In our ever-more-polarized political debate, it appears that it is now wrong to ever change your mind, even if empirical evidence from the real world suggests you ought to. I find this a strange and disturbing conclusion.


I previously wrote about Fukuyama's "change of heart" here.

This editorial needs comment. Really. Let's start here:
In my view, no one should be required to apologize for having supported intervention in Iraq before the war. There were important competing moral goods on both sides of the argument, something that many on the left still refuse to recognize
Trying to have it both ways, Francis? "I was right to support, then not support the war, but those who also didn't support the war were wrong?" C'mon, dude.
The debate over the war shouldn't have been whether it was morally right to topple Hussein (which it clearly was), but whether it was prudent to do so given the possible costs and potential consequences of intervention and whether it was legitimate for the U.S. to invade in the unilateral way that it did.

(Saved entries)
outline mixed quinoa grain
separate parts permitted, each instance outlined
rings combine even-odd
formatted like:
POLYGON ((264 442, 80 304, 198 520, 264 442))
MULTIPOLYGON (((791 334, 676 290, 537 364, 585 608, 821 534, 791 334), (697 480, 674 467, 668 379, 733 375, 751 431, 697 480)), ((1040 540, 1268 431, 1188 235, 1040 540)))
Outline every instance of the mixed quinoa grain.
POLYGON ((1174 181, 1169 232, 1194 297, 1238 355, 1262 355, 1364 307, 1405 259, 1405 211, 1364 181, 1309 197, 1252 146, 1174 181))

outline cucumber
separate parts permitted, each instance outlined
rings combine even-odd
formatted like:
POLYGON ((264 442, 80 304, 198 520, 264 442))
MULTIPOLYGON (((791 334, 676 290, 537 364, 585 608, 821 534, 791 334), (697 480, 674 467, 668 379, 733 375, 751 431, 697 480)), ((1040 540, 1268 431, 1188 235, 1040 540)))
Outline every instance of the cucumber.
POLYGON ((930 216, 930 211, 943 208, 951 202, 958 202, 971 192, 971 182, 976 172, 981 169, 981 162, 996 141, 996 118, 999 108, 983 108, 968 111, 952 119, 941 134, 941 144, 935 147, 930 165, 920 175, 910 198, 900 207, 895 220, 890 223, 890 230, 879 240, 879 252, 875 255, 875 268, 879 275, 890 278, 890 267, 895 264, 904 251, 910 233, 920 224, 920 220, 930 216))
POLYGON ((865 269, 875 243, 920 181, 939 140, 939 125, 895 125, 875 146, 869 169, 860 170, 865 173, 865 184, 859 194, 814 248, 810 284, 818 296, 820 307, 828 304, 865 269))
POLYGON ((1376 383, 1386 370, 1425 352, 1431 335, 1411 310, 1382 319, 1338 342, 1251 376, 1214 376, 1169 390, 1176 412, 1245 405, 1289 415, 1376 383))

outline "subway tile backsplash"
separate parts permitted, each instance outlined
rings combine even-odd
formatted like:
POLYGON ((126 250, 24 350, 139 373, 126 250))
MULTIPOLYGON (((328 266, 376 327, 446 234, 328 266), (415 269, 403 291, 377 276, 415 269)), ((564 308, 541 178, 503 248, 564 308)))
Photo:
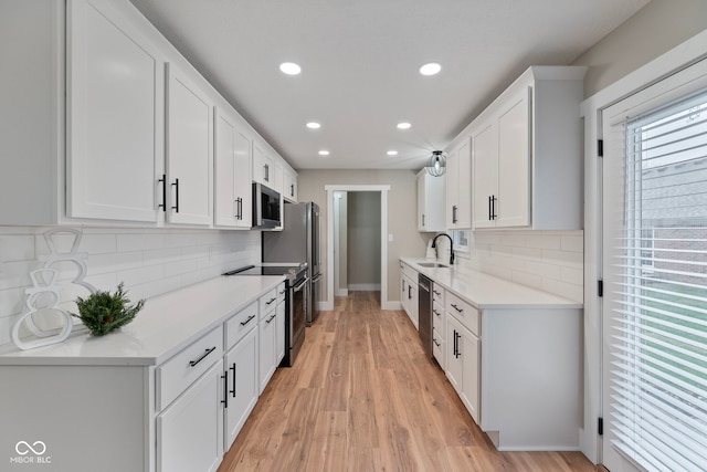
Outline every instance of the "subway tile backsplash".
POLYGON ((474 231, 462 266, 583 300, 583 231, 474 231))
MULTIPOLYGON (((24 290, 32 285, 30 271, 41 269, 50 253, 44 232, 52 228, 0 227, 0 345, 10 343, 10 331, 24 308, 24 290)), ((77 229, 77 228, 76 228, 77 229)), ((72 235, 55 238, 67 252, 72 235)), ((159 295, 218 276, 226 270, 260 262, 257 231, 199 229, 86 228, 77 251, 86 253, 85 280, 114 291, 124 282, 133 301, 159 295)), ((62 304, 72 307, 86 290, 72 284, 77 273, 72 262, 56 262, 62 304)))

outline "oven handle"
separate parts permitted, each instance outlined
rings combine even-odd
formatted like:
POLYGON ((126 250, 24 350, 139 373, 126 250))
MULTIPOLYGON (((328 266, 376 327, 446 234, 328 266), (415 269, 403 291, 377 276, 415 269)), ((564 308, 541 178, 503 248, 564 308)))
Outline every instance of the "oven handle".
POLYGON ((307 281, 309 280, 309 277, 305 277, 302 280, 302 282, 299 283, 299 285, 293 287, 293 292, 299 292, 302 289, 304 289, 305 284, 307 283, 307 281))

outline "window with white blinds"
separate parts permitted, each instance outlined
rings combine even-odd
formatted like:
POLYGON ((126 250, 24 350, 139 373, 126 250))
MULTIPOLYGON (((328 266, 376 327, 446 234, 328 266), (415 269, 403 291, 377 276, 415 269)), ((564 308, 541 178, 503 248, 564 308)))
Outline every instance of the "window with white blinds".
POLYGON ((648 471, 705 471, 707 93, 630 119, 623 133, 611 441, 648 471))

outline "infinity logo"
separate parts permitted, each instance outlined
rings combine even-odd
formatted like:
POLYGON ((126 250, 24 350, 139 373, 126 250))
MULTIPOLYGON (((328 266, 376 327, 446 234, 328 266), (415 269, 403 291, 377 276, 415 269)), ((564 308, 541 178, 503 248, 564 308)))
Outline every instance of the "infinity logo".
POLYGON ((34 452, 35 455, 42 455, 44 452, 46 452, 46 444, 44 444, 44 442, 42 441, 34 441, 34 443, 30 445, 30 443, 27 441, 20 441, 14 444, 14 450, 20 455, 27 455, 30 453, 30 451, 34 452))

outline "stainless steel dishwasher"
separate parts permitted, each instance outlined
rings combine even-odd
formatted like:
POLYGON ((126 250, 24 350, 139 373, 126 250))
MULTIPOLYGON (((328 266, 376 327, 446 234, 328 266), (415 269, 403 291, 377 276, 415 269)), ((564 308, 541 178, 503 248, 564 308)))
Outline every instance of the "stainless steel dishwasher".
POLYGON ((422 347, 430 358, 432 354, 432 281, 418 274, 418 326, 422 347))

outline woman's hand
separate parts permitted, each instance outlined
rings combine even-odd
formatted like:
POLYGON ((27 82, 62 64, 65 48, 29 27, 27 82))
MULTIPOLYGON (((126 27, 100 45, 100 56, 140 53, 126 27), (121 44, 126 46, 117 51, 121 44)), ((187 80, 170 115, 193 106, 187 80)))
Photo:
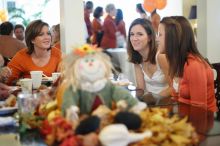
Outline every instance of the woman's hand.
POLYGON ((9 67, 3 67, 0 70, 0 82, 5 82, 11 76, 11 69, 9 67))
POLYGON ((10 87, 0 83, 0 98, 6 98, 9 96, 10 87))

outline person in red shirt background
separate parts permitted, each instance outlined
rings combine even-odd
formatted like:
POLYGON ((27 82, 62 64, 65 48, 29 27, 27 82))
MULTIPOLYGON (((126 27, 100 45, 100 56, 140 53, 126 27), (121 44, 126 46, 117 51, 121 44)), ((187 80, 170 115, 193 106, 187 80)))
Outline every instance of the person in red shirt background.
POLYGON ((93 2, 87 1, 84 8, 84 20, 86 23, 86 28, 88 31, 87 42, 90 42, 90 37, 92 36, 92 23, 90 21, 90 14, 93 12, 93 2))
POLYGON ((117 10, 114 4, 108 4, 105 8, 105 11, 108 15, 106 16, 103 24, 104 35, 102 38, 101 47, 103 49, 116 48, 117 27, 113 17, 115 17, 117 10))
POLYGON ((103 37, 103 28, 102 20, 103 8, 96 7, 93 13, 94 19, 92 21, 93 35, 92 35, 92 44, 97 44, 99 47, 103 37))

* * *

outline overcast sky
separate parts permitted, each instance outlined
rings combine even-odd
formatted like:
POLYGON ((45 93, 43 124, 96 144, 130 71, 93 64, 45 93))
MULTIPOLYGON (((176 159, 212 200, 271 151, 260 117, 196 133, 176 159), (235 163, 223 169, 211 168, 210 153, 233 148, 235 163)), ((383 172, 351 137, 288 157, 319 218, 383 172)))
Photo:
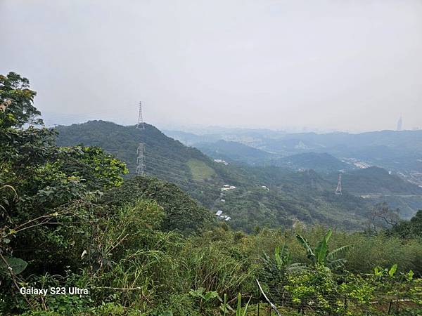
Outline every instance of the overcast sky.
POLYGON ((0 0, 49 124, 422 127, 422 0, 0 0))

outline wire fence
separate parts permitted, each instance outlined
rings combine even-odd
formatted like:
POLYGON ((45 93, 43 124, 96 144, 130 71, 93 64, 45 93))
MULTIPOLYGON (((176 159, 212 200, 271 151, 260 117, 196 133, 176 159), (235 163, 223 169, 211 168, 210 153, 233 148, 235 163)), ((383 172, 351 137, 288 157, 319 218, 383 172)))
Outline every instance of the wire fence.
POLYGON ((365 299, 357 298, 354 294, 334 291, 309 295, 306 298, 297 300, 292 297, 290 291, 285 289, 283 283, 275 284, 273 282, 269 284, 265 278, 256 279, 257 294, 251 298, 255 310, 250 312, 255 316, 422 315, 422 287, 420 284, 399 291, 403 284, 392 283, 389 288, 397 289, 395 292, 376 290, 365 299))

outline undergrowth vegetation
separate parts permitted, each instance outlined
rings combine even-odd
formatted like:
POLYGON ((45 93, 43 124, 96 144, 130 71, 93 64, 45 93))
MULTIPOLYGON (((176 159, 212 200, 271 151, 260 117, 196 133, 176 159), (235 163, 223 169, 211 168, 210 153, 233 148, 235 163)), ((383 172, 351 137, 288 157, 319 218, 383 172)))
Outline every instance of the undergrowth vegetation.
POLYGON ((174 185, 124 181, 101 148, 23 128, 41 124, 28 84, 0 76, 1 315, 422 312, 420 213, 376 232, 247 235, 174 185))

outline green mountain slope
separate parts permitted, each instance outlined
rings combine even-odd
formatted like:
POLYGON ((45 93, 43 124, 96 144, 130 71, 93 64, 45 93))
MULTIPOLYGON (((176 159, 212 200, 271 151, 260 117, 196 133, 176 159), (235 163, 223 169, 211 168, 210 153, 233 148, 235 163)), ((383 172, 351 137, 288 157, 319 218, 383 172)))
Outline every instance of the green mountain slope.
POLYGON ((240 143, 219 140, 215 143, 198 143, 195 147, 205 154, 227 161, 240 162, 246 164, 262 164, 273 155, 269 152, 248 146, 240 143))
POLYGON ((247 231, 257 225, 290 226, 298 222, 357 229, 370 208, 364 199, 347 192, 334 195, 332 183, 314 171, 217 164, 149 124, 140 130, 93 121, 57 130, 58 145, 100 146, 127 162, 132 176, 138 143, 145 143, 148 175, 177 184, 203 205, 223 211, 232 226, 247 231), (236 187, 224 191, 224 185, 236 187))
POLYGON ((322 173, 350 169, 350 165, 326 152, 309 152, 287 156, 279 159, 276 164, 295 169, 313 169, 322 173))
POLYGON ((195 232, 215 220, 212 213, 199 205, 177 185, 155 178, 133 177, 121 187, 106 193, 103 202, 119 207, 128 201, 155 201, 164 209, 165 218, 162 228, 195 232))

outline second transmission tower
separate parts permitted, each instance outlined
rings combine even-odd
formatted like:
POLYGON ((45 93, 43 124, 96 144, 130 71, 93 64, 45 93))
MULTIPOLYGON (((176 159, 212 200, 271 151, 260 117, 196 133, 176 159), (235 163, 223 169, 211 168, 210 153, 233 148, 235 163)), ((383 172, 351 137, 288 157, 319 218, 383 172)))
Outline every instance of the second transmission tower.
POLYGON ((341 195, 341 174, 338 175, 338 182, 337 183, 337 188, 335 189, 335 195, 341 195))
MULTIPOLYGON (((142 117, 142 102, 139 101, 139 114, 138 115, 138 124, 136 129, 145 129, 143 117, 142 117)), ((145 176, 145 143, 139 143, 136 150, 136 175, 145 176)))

---

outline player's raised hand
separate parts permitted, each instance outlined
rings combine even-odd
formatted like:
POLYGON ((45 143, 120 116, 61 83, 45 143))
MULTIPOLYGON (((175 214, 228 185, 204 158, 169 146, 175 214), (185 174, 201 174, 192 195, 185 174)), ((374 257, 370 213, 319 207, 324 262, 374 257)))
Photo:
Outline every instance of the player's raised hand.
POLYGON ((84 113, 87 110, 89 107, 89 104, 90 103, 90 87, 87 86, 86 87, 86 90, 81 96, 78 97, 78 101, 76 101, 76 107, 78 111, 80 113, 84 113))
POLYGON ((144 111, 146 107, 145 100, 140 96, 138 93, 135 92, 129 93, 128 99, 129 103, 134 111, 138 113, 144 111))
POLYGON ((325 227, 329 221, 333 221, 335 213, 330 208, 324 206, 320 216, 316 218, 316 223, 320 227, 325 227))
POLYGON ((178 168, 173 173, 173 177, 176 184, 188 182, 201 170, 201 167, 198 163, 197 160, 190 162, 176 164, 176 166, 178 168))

#### What is needed
Continue the commentary on Francis Fukuyama's editorial about the Iraq war from the point where it ends.

#### Answer section
Again, I was right/wrong but you are wrong-style of debate. "It was really a great idea, but might not actually, you know, work."
(I know that many on the left believe that the prewar estimates about Hussein's weapons of mass destruction were all a deliberate fraud by the Bush administration, but if so, it was one in which the U.N. weapons inspectors and French intelligence were also complicit.)
I'm pretty sure Scott Ritter and others might have some pretty good arguments against this point.
It was also easier to support the war before we knew the full dimensions of the vicious insurgency that would emerge and the ease with which the insurgents could disrupt the building of a democratic state.
As predicted by many, many people.
But in the years since then, it is the right that has failed to come to terms with these uncomfortable facts. The failure to find WMD and to make a quick transition to a stable democracy — as well as the prisoner abuse and the inevitable bad press that emerges from any prolonged occupation — have done enormous damage to America's credibility and standing in the world. These intangible costs have to be added to the balance sheet together with the huge direct human and monetary costs of the war.

Secretary of State Condoleezza Rice recently admitted that the United States made numerous tactical errors in Iraq, but she insisted that the basic strategic decision to go to war was still as valid as ever because we foreclosed once and for all the possibility that Iraq would break out of sanctions and restart its WMD programs.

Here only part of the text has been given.